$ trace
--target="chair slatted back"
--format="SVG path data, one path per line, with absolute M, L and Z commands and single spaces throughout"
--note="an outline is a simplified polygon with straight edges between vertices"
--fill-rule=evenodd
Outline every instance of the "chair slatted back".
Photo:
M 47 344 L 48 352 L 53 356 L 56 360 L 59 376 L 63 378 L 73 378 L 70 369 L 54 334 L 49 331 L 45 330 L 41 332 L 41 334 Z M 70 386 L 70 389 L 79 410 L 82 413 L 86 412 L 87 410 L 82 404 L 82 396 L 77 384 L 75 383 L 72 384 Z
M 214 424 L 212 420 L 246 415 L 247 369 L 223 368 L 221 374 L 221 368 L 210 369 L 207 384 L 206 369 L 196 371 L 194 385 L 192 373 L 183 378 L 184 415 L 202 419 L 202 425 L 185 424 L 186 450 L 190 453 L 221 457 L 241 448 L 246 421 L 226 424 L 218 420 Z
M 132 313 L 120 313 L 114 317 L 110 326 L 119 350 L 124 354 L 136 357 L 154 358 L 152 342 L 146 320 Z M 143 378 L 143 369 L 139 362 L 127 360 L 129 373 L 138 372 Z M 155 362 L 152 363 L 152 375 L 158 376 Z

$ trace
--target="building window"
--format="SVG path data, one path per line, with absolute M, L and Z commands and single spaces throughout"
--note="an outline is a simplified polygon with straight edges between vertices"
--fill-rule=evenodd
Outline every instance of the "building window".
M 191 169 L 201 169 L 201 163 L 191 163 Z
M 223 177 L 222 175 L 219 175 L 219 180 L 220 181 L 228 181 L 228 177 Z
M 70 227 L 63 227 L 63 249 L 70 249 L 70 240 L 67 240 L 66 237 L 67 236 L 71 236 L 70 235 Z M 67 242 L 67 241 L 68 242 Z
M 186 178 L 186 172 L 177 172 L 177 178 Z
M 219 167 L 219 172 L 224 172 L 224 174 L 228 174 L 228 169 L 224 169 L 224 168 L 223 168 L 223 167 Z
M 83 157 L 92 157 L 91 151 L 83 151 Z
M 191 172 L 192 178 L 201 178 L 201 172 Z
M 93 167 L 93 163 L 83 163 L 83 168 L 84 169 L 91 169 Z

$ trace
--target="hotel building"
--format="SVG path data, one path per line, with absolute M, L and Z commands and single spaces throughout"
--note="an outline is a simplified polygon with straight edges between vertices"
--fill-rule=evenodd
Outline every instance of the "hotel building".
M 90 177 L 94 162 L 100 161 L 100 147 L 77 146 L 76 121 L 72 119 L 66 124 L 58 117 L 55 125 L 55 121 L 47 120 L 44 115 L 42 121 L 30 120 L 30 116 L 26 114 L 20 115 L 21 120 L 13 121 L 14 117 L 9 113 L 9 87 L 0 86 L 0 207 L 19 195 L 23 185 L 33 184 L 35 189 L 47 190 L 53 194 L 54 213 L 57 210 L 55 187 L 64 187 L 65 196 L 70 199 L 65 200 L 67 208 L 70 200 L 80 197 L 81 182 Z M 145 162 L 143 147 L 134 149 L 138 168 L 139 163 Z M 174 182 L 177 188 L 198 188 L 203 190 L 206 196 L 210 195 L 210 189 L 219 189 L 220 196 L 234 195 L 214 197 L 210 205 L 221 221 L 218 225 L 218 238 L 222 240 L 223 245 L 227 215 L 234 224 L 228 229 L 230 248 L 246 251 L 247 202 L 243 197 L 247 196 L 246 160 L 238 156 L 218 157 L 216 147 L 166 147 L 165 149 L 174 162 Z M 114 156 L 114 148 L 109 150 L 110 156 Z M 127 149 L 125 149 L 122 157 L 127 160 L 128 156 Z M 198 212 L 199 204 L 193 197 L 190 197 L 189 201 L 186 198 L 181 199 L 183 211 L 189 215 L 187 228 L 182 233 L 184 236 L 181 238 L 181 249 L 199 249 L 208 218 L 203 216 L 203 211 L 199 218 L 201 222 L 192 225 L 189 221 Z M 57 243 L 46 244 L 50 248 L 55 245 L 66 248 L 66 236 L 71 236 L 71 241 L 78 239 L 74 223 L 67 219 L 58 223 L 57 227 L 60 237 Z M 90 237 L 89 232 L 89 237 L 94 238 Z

▶ Directive:
Rewrite every one of the lines above, substituting "rough polygon" for "simplified polygon" each time it occurs and leaving everything else untouched.

▶ Finished exercise:
$ trace
--target="chair slatted back"
--format="SVG path data, one path per line, with absolute M, L and Z commands and single spaces throughout"
--note="an outline is a rough polygon with straight edges between vertices"
--fill-rule=evenodd
Outline every instance of the "chair slatted back".
Photo:
M 47 344 L 48 352 L 53 356 L 56 360 L 59 376 L 63 378 L 73 378 L 70 369 L 54 334 L 49 331 L 45 330 L 41 332 L 41 334 Z M 70 386 L 70 389 L 79 410 L 82 413 L 86 412 L 87 410 L 82 404 L 82 396 L 77 384 L 75 383 L 72 384 Z
M 214 424 L 212 420 L 246 415 L 247 369 L 223 368 L 221 374 L 221 368 L 210 369 L 207 384 L 206 369 L 196 371 L 194 385 L 192 373 L 183 378 L 184 415 L 202 419 L 202 425 L 185 424 L 186 450 L 190 453 L 221 457 L 241 448 L 246 421 L 226 424 L 218 420 Z
M 132 313 L 120 313 L 114 317 L 110 326 L 119 350 L 124 354 L 136 357 L 154 358 L 152 342 L 146 320 Z M 143 378 L 143 369 L 139 362 L 127 360 L 129 373 L 138 372 Z M 155 362 L 152 363 L 152 375 L 158 376 Z

$ trace
--target="building window"
--format="SVG path data, one path per line, with absolute M, L and Z commands and single spaces throughout"
--note="an outline is a rough polygon with straight edges between vertices"
--fill-rule=evenodd
Outline every instance of the "building window".
M 191 169 L 201 169 L 201 163 L 191 163 Z
M 223 177 L 222 175 L 219 175 L 219 180 L 220 181 L 228 181 L 228 177 Z
M 70 227 L 63 227 L 63 249 L 70 249 L 70 240 L 67 240 L 66 237 L 67 236 L 71 236 L 70 235 Z M 67 242 L 67 241 L 68 242 Z
M 186 178 L 186 172 L 177 172 L 177 178 Z
M 219 167 L 219 172 L 224 172 L 224 174 L 228 174 L 228 169 L 224 169 L 224 168 L 223 168 L 223 167 Z
M 83 157 L 92 157 L 91 151 L 83 151 Z
M 191 172 L 192 178 L 201 178 L 201 172 Z
M 93 167 L 93 163 L 83 163 L 83 168 L 84 169 L 91 169 Z

$ trace
--target="hotel building"
--format="SVG path data, one path per line, with absolute M, L and Z commands and single spaces throughout"
--note="an outline is a rough polygon with straight edges between vertices"
--fill-rule=evenodd
Outline every instance of the "hotel building".
M 90 177 L 94 162 L 100 161 L 100 147 L 77 146 L 76 121 L 72 119 L 66 124 L 58 117 L 55 125 L 55 121 L 47 120 L 44 115 L 42 121 L 30 120 L 30 116 L 26 114 L 20 115 L 21 120 L 13 121 L 14 117 L 9 113 L 9 87 L 0 86 L 0 207 L 19 195 L 23 185 L 33 184 L 35 189 L 47 190 L 53 194 L 54 213 L 57 210 L 55 187 L 64 187 L 65 196 L 70 199 L 65 200 L 67 208 L 70 200 L 80 197 L 81 182 Z M 145 162 L 143 147 L 134 149 L 138 168 L 139 163 Z M 174 182 L 177 188 L 198 188 L 203 190 L 206 196 L 210 195 L 210 189 L 219 189 L 220 196 L 234 195 L 214 197 L 210 205 L 221 221 L 218 225 L 218 238 L 222 240 L 223 245 L 227 215 L 234 224 L 228 229 L 230 248 L 246 251 L 247 202 L 243 197 L 247 196 L 246 160 L 238 156 L 218 157 L 216 147 L 166 147 L 165 149 L 174 162 Z M 114 156 L 114 148 L 109 150 L 110 156 Z M 127 149 L 125 149 L 122 157 L 127 160 L 128 156 Z M 198 212 L 199 204 L 193 197 L 190 197 L 189 201 L 186 198 L 181 199 L 183 211 L 189 215 L 187 228 L 182 233 L 184 236 L 181 238 L 181 249 L 199 249 L 208 218 L 203 216 L 203 211 L 199 218 L 201 222 L 192 225 L 189 221 Z M 57 243 L 46 244 L 50 248 L 55 245 L 66 248 L 66 236 L 71 236 L 71 241 L 78 239 L 74 223 L 67 219 L 58 223 L 57 227 L 60 237 Z M 90 237 L 89 232 L 89 237 L 94 238 Z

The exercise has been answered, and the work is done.